Hint: Integral test is a method to check whether the given series converges or diverges. If the series converges we can find the summation of the series, and if the series diverges the summation of the series approaches infinity. To check for convergence or divergence using integral test we try to convert the given series into an integral of a continuous decreasing function and find its value.
i.e. $\sum\limits_1^\infty {{a_n}} $ is converted into $\int\limits_1^\infty {f\left( x \right)dx} $ where $f$ is a continuous decreasing function in $\left[ {1,\infty } \right)$.

Complete step by step solution:
We have been given a series $\sum {\dfrac{{\ln n}}{{{n^2}}}} $ and we have to use the integral test to determine whether the given series is convergent or divergent from $\left[ {1,\infty } \right)$.
Integral test is given as,
For any continuous decreasing function $f$ in the interval $\left[ {p,\infty } \right)$, the series is convergent if $\sum\limits_p^\infty {{a_n}} < \int\limits_p^\infty {f\left( x \right)dx} $, and the series is divergent if $\int\limits_p^\infty {f\left( x \right)dx} < \sum\limits_p^\infty {{a_n}} $.
In other words we can say that if we get a finite value of $\int\limits_p^\infty {f\left( x \right)dx} $, the given series is convergent. And in case we don’t get a finite value of $\int\limits_p^\infty {f\left( x \right)dx} $, the given series is divergent.

++++++++++++++++++++

- INSTRUCTIONS:
• a. Translate this sentence from the passage on the integral test into Spanish: "Integral test is a method to check whether the given series converges or diverges."
• b. Answer these questions using the passage on the integral test:
(i) If the series diverges, what does its summation approach?
(ii) What two properties must the function $f$ have on the interval?
(iii) What does a finite value of the integral indicate about the given series?
The data that follow have nothing to do with the passage on the integral test.

- MATERIAL PROVIDED:
++++++++++++++++++++

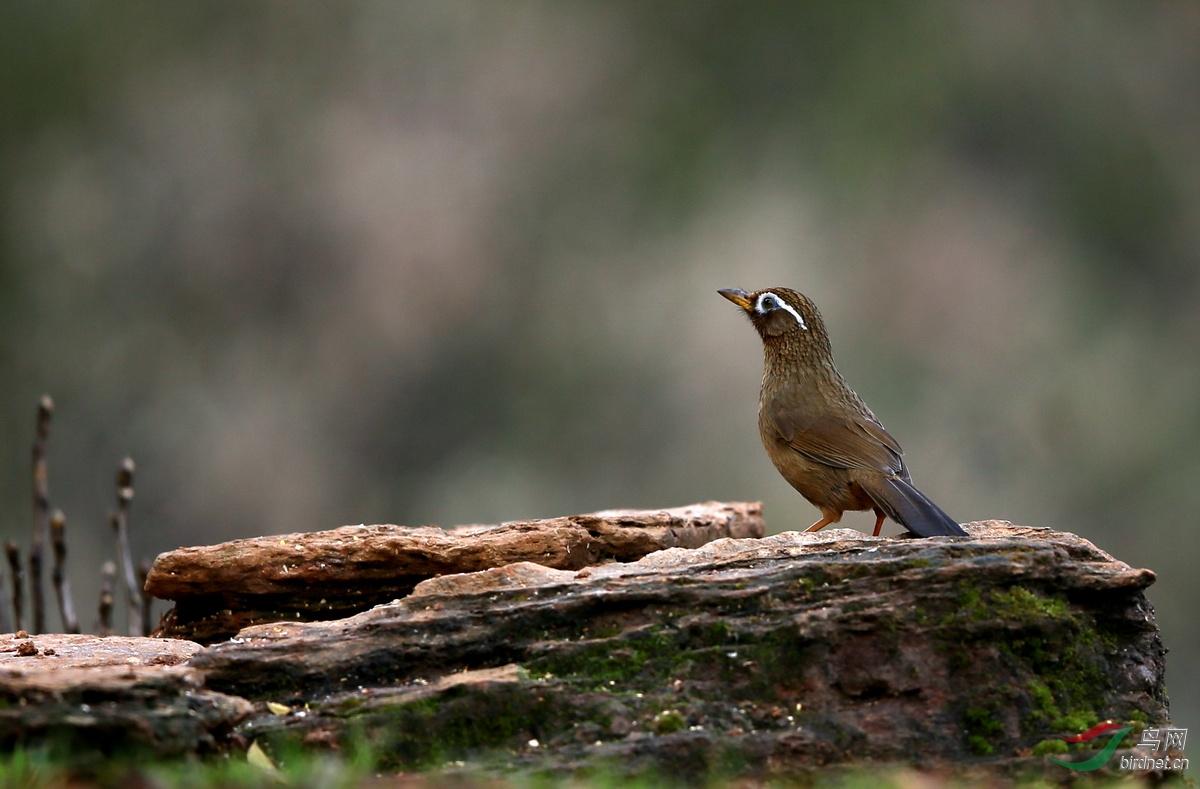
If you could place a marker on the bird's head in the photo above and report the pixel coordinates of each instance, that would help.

++++++++++++++++++++

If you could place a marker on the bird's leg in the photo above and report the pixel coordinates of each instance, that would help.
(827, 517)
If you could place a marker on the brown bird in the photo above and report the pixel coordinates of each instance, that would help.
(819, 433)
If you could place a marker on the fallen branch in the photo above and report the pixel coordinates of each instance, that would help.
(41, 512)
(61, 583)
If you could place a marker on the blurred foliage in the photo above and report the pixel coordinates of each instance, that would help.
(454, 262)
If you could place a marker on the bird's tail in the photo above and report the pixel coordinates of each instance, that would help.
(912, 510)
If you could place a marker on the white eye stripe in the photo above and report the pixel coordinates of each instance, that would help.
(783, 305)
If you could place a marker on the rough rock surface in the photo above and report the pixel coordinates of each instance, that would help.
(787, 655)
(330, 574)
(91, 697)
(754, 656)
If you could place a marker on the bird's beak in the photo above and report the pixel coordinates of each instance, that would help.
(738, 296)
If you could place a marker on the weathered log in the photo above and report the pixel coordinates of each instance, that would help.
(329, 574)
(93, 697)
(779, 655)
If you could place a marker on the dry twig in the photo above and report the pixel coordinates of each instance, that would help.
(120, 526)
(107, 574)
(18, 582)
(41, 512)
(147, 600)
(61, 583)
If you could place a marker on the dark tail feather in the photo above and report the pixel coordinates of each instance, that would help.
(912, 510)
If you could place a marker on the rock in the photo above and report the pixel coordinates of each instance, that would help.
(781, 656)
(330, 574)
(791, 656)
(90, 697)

++++++++++++++++++++

- RESPONSE LIST:
• a. La prueba de la integral es un método para comprobar si la serie dada converge o diverge.

• b.
(i) Infinity.
(ii) It must be continuous and decreasing.
(iii) The given series is convergent.